Pr Grégory NINOT, président de la Non-pharmacological intervention society (NPIS*), professeur à l’Université de Montpellier, directeur adjoint de l’Institut Desbrest d’épidémiologie et de santé publique de l’INSERM, chargé de recherche à l’Institut du cancer de Montpellier.
La Société savante des interventions non médicamenteuses (NPIS) a élaboré un modèle standardisé d’évaluation des interventions non-médicamenteuses (INM), quels sont les tenants et les aboutissants de cette démarche ?
Les pratiques non médicamenteuses que l’on retrouve dans les établissements de santé et médico-sociaux, et en dehors du cadre hospitalier, ne font pas aujourd’hui l’objet d’un cadrage strict, ce qui complique l’évaluation des services proposés. La NPIS a co-construit avec plus de 1 000 Français et sur deux années, un modèle standardisé d’évaluation pointant les invariants méthodologiques et éthiques adaptés aux INM. Le NPI Model comporte ainsi 77 recommandations. Ces travaux ont été présentés au Sénat le 6 octobre dernier, à la Haute autorité de santé le 7 novembre, puis l’Assurance maladie le 12 décembre. Ils font l’unanimité, nous n’avons rencontré aucune opposition.
Pourquoi le sujet des INM est-il si difficile à appréhender ?
Les INM font l’objet de nombreuses interprétations, notamment du fait de la diversité de l’offre, avec des pratiques rigoureuses qui coexistent avec des approches culturelles ou ésotériques. Certains les pensent comme des anti-médicaments, d’autres comme des médecines alternatives, des soins traditionnels, des remèdes naturels… Or, ces pratiques comme des régimes ciblés, des programmes de rééducation kinésithérapique, des programmes d’activité physique adaptée (APA), des psychothérapies, des protocoles d’hypnose, des programmes d’éducation thérapeutique (ETP)… dans un cadre médical, s’appuient sur la démarche scientifique et l’approche biopsychosociale développées dans le NPI Model. D’où l’importance de démontrer leur efficacité et de prévenir les amalgames et dérives que l’on peut observer en introduisant plus de transparence. Il s’agit d’informer les professionnels et les patients sur ce qui marche avant de les succomber aux chimères des réseaux sociaux.
Quels impacts ces travaux peuvent-ils avoir sur la pratique des professionnels ?
Le cadre scientifique établi va permettre d’identifier les INM efficaces dans un référentiel partagé. Les professionnels pourront ainsi choisir les INM à intégrer dans les parcours des patients selon leur cahier des charges et les suivre. Ce référentiel national de pratiques labellisées et codifiées en cours de construction par la NPIS indiquera le mode de remboursement de ces pratiques par l’Assurance maladie, les mutuelles et d’autres organismes. Cette plateforme harmonisée des pratiques facilitera également la recherche et la consolidation des connaissances et des bonnes pratiques.

● EXTRAITS DES ENTRÉES
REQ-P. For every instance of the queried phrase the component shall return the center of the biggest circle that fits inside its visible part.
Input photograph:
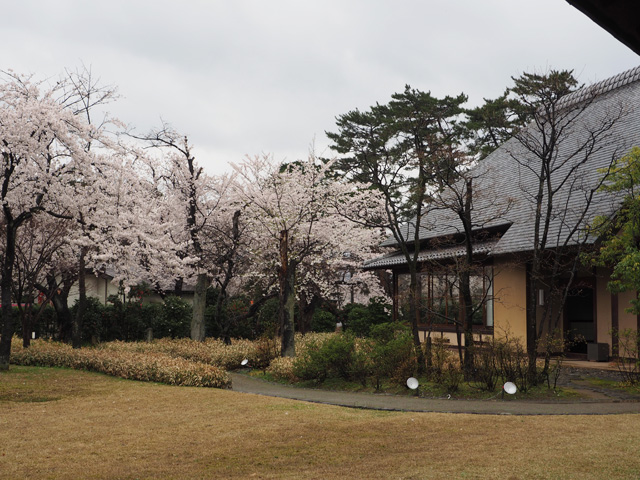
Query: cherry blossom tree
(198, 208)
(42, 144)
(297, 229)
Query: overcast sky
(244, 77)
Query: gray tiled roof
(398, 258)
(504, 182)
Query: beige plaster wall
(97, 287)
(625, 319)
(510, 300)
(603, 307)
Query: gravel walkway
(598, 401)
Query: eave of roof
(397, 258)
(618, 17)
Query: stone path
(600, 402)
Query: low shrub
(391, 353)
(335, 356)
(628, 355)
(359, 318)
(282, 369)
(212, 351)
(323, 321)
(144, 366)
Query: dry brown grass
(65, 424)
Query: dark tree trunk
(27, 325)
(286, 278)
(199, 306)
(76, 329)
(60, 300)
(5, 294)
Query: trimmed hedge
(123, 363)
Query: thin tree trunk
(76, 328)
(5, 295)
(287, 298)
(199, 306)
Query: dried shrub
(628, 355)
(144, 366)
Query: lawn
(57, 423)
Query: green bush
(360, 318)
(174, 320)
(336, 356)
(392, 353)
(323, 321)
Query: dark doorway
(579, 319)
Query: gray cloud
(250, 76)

● OBJECTIF DE L'EXERCICE
Poursuivez l'entretien sur l'évaluation des interventions non médicamenteuses à la suite de sa dernière phrase.

● RÉSULTAT DE L'EXERCICE
Les formations médicales s’ouvrent de plus en plus aux INM, dans la mesure où elles sont prodiguées dans les équipes multidisciplinaires, et constituent des options supplémentaires et complémentaires aux traitements biomédicaux. La reconnaissance des INM permet leur intégration dans les formations initiales et continues.
Quels sont les projets, les prochaines échéances de la Société savante des interventions non médicamenteuses (NPIS) ?
En France, l’objectif 2024 est le lancement du référentiel des INM en collaboration avec les sociétés savantes partenaires, rhumatologie, endocrinologie, oncologie, gériatrie, neurologie, pédiatrie, psychiatrie… La NPIS programme pour la fin de l’année, le lancement des premières thématiques de santé. Les fiches présentant les INM sur un thème de santé seront accessibles sur une plateforme numérique aux usagers, aux professionnels et aux opérateurs, selon un langage approprié et vérifié. L’enjeu sera de faire connaître le modèle d’évaluation des INM des professionnels, universitaires, structures de formation. La NPIS a d’ailleurs lancé des formations continues pour sensibiliser les praticiens et les acteurs de la recherche à ce modèle standardisé.
En parallèle se dérouleront le colloque professionnel sur les INM contre l’obésité le 22 mars à Lille et le 12e congrès scientifique international des INM du 16 au 18 octobre à Paris. Enfin, la NPIS impulse depuis janvier un travail d’extension du NPI Model à l’échelle européenne qui devrait aboutir fin 2026.
*La société savante NPIS a été créée en 2021. Elle succède à la plateforme universitaire collaborative d’évaluation des programmes de prévention et de soins de support (CEPS) de 2011. La NPIS s’intéresse à l’évaluation des INM dont le terme a été inventé en 1975 par les scientifiques et repris en 2011 par la Haute autorité de santé.